(Saved entries)
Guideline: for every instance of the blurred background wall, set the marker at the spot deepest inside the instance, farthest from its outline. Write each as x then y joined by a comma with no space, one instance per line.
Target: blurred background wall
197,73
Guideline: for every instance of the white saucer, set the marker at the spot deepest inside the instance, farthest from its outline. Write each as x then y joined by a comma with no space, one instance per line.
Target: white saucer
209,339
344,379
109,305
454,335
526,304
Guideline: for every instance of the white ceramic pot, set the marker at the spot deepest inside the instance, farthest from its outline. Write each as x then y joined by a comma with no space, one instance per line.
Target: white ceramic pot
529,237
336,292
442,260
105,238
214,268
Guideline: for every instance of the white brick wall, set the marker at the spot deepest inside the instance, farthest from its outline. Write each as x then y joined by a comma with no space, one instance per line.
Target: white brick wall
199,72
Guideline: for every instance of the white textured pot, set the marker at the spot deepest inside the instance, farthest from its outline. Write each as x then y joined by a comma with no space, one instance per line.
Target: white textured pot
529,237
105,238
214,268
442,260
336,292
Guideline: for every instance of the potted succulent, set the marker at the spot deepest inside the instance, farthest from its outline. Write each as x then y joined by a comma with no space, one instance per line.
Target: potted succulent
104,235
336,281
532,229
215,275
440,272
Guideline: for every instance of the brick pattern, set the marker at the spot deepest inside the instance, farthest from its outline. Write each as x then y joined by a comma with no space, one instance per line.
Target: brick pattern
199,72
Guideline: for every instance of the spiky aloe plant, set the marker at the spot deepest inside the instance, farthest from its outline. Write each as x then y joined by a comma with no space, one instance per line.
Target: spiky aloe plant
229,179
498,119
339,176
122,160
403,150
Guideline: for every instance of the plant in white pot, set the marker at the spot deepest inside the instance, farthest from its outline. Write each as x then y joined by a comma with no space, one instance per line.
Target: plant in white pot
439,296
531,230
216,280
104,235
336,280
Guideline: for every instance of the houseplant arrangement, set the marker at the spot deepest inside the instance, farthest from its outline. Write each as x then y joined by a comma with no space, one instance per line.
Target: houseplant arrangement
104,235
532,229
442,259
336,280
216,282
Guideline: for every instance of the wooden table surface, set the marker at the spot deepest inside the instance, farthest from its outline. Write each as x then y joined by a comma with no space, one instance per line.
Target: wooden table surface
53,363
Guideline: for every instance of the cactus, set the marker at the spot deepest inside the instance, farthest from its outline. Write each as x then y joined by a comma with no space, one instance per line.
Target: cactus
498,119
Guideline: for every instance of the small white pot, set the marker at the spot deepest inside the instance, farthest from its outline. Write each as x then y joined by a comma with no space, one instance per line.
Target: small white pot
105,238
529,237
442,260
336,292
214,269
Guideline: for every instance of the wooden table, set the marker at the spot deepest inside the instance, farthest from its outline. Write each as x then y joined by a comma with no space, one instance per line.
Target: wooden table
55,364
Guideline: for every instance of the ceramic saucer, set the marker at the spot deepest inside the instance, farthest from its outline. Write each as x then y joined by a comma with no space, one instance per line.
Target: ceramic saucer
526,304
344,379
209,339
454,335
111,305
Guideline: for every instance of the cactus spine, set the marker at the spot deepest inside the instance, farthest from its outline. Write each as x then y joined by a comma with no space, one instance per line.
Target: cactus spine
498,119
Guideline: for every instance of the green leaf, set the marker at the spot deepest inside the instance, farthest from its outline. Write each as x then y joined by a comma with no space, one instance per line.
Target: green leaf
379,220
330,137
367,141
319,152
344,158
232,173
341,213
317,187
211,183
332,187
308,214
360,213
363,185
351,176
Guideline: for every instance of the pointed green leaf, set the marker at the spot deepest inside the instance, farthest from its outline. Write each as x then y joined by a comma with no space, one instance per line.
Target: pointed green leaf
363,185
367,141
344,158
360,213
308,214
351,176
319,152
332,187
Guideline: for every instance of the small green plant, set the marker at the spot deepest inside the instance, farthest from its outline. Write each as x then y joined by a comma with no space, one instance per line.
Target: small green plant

## TASK PROMPT
A word-for-word restatement of all the records is required.

## WRITTEN ANSWER
Guideline: for every instance of the blurred background wall, set the marker at the spot deepest inside the instance, farthest from its outline. Write each as x then y joined by a comma with no space, one instance per line.
Target: blurred background wall
197,73
Guideline: for every instance of the white saucer, set the marker at the spot deepest inside the instance, farthest from its outline. Write each as x then y joined by a comma with no space, one instance per line.
Target: white saucer
209,339
344,379
109,305
454,335
526,304
Guideline: for every instance of the white ceramic pot, set the marker at the spot deepest inside the instance, farthest from its outline. Write each as x then y joined by a comma with no space, one instance per line.
Target: white ceramic pot
529,237
336,292
442,260
105,238
214,268
Guideline: for every instance of the white brick wall, set the marker at the spot deepest inside the instance, farthest from its outline. Write each as x then y joined by a comma with no space, one instance per line.
Target: white brick wall
199,72
Guideline: for every instance of the white textured pot, set the marker at the spot deepest inside the instance, farthest from its outline. Write each as x then y joined by a comma with no space, one instance per line.
Target: white textured pot
529,237
105,238
214,268
442,260
336,292
Guideline: for every instance of the potted succulent, set the marker at the spot deepest inside the instance, farthest from its outline. Write each as x then y joined by a comma with no space, one instance per line.
Target: potted succulent
104,235
336,281
532,229
215,275
440,272
Guideline: for every instance of the brick pattern, set the marker at the spot deepest inside the instance, farthest from its outline. Write each as x then y joined by a comma with no space, one instance per line.
Target: brick pattern
199,72
Guideline: for every instance of the spiky aloe plant, set the marker at the spot deepest inside the instance, farthest from its outline. Write each as x then y joined by a comma with no space, one instance per line.
Target: spiky aloe plant
229,179
498,119
339,176
122,160
403,150
Guideline: for every instance of the plant in white pot, set the marker at the spot deepest inside the instance, farthest from its outline. Write each as x then y joined by a comma with no space, one instance per line.
Target: plant in white pot
439,296
531,230
216,280
104,235
336,280
Guideline: for every instance of the houseplant arrangement, set the marker at the spot deepest inside the instance, farthest from its outline. Write each as x then y joined by a comma with no space, one instance per line.
Target: houseplant arrangement
104,235
532,229
442,259
336,280
216,282
Guideline: for every instance of the wooden table surface, set the marker at the spot deepest inside the instance, farthest from its outline. Write each as x then y joined by a comma with no space, one instance per line.
Target: wooden table surface
53,363
Guideline: for every instance of the cactus, set the marker at the spot deepest inside the instance, farthest from its outline. Write each as x then y joined by a comma with no space, one instance per line.
Target: cactus
498,119
Guideline: for every instance of the small white pot, set the marker at the spot deepest inside the instance, farthest from its outline. Write each as x then y joined by a comma with no space, one instance per line.
Target: small white pot
105,238
529,237
442,260
336,292
214,269
Guideline: for every instance of the wooden table, set the marker at the spot deepest inside the instance, farthest from its outline. Write each as x then y joined by a comma with no space, one instance per line.
Target: wooden table
55,364
Guideline: for every instance of the ceramic saucer, set the marker at the spot deepest inside the instance, farthest from its outline. Write each as x then y joined by a comma with no space, one instance per line.
Target: ceramic saucer
526,304
344,379
209,339
454,335
111,305
Guideline: for every instance of the cactus spine, set the marker at the spot deepest inside the instance, farthest from its outline. Write each as x then y joined by a comma with no space, one instance per line.
Target: cactus spine
498,119
Guideline: for every instance of the green leaf, set the marker at the spot deepest inside the instance, farthest from its outline. Write each as x then y joined by a comma with no space, one instance per line.
Target: green leaf
379,220
330,137
367,141
319,152
344,158
232,173
341,213
317,187
211,183
332,187
308,214
360,213
363,185
351,176
Guideline: for every instance of the pointed green leaf, set the marker at the spot deepest inside the instance, farthest from its outline. Write each as x then y joined by a comma with no space, one instance per line.
Target: pointed green leaf
363,185
367,141
344,158
360,213
308,214
351,176
319,152
332,187
Guideline: for every instance of the small green plant, set the marker at the spot deepest inside the instance, farthest from its outline. Write each as x then y joined by a comma with no space, one instance per line.
Target: small green plant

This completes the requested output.